Begin EXTRACT

Finally, nearing an aid station around mile 17, I hear a sound that tells me that Denise is here. Last night, while we walked around the souvenir and gift shops in Deadwood, Denise bought a jingle bell thingy from the leather store, and often today I’ve imagined that I’ve heard those bells. But until now, it’s only been my imagination. At long last, I know I’m not imagining sounds any longer, as the bells jingle brightly. It takes me longer to find her in the small group that’s gathered at this trailhead to cheer us on – something about staring at a trail for so long makes it hard to pick out individual shapes on the sidelines – but there she is! We shout at each other, and Denise, ever the organizer, yells “Gloves?” to which I respond by throwing her my wadded up gloves. I have not needed them for a long time, so it’s nice to have a chance to complete this pre-arranged hand-off.

Seeing Denise jazzes me, and I’m having even more fun now. The course continues down and down, a gentle grade, but immensely fun to run. I start to realize that my quads are taking a pounding, and even though this is a trail marathon, I’ll probably be sore tomorrow. I figure I’ll worry about that tomorrow, and I look at my heart rate, and I pour it on.

End EXTRACT

▶ [PARTS OF THE EXERCISE]
(a) Answer these from the race account:
(i) Near which mile is the aid station where the bells are finally heard for real?
(ii) In which store did Denise buy the jingle bell thingy?
(iii) Which muscles does the narrator realize are taking a pounding on the downhill?
(b) Write out the rows word for word, everything from the first row down to the line that contains "pixel 195 49", with both ends included.

Begin SOURCE RECORDS

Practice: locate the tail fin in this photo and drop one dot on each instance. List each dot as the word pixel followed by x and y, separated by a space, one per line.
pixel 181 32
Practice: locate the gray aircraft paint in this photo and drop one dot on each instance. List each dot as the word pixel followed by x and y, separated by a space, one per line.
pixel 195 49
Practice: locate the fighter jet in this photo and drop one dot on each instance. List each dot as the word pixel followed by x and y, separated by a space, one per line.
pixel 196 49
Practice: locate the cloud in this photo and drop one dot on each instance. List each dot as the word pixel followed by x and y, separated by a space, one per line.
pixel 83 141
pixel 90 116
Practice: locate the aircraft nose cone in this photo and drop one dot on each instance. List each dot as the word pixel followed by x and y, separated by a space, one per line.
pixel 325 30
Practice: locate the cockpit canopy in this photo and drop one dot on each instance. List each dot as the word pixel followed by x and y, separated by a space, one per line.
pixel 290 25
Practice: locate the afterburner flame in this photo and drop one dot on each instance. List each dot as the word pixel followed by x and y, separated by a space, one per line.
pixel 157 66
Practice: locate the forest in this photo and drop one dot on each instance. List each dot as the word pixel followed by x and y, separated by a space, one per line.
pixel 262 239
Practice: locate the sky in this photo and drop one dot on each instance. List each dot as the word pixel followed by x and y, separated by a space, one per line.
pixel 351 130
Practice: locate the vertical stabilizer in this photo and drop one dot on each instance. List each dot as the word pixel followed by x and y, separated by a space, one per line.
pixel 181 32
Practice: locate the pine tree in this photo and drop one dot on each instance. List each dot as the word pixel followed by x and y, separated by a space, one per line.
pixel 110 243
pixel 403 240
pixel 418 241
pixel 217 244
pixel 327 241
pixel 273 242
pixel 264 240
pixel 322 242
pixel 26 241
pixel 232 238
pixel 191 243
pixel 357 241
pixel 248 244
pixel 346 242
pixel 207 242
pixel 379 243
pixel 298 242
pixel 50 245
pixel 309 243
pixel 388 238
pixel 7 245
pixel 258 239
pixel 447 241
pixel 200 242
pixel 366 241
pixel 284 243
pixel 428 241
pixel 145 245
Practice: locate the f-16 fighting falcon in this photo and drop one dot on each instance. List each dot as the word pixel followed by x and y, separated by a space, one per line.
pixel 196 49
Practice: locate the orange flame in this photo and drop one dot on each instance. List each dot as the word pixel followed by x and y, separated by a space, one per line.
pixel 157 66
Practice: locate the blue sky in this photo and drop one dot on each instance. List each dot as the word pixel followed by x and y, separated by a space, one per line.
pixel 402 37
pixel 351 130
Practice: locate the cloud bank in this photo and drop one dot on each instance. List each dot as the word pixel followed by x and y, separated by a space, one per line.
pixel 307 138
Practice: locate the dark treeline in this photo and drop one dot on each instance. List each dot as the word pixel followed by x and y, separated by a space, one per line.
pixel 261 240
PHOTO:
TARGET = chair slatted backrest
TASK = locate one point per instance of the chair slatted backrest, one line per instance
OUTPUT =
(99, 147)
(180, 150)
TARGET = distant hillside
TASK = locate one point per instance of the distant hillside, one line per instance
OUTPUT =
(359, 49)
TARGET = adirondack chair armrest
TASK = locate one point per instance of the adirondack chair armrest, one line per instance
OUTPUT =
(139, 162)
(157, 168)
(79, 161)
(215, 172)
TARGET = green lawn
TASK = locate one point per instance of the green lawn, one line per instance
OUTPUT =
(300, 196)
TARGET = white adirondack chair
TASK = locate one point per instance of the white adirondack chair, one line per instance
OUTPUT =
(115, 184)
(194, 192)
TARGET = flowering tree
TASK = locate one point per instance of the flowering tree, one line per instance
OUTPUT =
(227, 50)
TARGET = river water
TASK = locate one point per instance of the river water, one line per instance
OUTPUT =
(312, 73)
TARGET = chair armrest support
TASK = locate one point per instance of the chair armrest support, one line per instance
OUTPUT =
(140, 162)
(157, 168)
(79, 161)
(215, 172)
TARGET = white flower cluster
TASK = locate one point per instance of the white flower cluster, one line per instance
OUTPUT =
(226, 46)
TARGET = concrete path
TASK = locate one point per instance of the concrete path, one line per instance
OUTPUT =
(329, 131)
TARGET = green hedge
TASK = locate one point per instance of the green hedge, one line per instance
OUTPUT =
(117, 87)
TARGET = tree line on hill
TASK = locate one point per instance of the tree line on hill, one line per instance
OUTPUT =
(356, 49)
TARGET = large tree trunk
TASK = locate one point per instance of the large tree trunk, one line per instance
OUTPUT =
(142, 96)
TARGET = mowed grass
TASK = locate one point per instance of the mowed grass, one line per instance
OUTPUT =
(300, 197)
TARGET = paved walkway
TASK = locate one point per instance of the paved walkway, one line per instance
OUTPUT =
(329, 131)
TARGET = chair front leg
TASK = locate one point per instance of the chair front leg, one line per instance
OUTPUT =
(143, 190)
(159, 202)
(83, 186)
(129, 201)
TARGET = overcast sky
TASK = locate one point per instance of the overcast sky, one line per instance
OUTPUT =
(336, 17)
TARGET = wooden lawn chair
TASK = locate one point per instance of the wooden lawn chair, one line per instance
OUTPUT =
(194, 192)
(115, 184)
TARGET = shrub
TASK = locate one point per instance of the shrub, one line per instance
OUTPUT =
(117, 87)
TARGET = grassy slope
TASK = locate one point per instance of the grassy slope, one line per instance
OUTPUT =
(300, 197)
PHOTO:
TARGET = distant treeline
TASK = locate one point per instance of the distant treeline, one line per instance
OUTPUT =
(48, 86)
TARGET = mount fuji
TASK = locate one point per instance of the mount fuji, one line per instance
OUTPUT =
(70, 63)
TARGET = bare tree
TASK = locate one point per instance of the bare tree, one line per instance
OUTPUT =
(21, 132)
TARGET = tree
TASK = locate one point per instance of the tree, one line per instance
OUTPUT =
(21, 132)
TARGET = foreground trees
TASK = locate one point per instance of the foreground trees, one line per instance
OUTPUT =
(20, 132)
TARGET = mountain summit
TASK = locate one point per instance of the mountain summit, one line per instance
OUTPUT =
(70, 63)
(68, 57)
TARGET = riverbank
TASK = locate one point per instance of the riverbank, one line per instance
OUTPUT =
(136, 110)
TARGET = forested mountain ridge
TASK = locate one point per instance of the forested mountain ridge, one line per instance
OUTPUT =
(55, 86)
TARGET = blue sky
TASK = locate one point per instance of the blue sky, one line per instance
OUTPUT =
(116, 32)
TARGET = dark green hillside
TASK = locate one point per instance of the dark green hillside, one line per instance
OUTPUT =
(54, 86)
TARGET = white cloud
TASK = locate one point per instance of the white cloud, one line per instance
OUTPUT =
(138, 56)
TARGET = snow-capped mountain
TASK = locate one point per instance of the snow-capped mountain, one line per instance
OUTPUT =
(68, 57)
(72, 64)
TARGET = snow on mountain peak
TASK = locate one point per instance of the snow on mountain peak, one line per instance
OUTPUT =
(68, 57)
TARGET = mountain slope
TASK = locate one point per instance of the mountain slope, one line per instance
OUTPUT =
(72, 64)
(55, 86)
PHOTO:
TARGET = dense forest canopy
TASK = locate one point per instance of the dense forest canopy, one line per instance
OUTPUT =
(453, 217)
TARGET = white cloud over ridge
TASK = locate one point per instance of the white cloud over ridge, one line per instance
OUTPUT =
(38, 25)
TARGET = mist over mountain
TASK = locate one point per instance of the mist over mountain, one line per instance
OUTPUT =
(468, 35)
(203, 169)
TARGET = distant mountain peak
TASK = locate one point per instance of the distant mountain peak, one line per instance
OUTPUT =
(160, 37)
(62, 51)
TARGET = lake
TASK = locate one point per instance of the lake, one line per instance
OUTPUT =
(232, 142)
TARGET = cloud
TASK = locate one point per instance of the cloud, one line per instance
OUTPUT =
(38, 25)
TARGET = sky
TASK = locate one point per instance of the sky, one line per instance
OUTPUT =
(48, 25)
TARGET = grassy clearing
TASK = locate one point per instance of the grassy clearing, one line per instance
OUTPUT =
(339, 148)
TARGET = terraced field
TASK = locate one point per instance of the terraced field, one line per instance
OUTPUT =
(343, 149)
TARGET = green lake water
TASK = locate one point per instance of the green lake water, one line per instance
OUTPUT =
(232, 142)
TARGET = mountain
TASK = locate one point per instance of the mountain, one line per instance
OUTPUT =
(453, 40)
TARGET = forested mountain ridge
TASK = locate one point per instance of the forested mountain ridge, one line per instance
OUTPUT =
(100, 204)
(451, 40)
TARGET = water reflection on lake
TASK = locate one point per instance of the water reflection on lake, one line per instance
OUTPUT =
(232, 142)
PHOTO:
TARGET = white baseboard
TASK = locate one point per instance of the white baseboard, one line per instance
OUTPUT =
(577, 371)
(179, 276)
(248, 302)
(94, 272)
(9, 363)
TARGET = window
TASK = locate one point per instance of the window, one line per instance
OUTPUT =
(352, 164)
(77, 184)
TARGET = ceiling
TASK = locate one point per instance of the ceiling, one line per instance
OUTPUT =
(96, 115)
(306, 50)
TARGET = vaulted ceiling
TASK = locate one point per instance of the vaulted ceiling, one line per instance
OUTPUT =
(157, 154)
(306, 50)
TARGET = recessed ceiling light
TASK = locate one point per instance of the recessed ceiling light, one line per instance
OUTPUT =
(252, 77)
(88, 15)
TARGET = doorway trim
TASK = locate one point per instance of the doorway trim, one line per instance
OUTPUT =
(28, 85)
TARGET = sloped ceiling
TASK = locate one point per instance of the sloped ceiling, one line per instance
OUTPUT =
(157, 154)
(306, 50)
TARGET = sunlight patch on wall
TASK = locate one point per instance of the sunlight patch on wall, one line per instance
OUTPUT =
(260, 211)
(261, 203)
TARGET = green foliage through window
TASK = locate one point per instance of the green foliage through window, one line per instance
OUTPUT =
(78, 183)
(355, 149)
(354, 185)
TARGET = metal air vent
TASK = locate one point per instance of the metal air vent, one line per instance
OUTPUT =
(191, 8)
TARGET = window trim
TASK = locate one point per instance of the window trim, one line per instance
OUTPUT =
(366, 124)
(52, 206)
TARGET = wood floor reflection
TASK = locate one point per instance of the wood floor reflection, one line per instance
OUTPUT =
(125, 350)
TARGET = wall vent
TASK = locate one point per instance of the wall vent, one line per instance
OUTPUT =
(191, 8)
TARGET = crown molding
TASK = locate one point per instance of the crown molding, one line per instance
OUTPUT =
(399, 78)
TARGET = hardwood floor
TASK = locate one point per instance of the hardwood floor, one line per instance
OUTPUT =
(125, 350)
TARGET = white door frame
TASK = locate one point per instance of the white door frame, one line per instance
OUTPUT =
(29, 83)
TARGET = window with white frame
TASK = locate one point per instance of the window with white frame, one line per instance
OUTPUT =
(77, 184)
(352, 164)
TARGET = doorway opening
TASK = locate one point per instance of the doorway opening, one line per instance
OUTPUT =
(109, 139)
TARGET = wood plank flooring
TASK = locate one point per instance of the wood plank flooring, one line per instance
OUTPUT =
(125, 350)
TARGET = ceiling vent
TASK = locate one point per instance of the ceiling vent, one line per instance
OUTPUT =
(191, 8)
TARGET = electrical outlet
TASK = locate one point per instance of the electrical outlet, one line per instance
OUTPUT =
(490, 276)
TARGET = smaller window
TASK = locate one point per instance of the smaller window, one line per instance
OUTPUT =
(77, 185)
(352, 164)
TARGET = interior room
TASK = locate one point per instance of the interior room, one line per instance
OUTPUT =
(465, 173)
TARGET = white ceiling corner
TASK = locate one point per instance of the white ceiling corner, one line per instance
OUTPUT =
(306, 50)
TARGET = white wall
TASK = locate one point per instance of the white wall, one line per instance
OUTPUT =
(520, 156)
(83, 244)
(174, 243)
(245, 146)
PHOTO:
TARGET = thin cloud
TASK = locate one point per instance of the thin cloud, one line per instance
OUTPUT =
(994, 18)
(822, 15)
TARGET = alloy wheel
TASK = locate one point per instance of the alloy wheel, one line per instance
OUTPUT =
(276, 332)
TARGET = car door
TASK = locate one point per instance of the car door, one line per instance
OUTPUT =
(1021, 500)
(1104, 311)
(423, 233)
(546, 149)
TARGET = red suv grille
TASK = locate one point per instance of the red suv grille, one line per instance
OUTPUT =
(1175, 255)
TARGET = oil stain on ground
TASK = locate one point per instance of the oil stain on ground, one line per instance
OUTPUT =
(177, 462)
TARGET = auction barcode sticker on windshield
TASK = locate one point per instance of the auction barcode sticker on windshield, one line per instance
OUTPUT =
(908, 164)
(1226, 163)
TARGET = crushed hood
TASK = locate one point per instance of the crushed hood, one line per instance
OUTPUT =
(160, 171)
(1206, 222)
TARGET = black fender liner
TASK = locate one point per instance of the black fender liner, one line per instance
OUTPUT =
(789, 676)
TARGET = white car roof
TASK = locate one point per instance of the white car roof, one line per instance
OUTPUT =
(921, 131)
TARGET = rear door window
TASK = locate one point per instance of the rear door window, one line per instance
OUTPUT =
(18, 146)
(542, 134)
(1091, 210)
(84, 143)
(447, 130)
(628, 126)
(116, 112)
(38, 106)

End SOURCE RECORDS

▶ [ANSWERS PER TASK]
(a)
(i) Around mile 17.
(ii) The leather store in Deadwood.
(iii) The quads.

(b)
Practice: locate the tail fin in this photo and drop one dot on each instance. List each dot as the word pixel followed by x and y, separated by a space, one per line.
pixel 181 32
Practice: locate the gray aircraft paint in this photo and drop one dot on each instance. List each dot as the word pixel followed by x and y, separated by a space, one per line.
pixel 195 49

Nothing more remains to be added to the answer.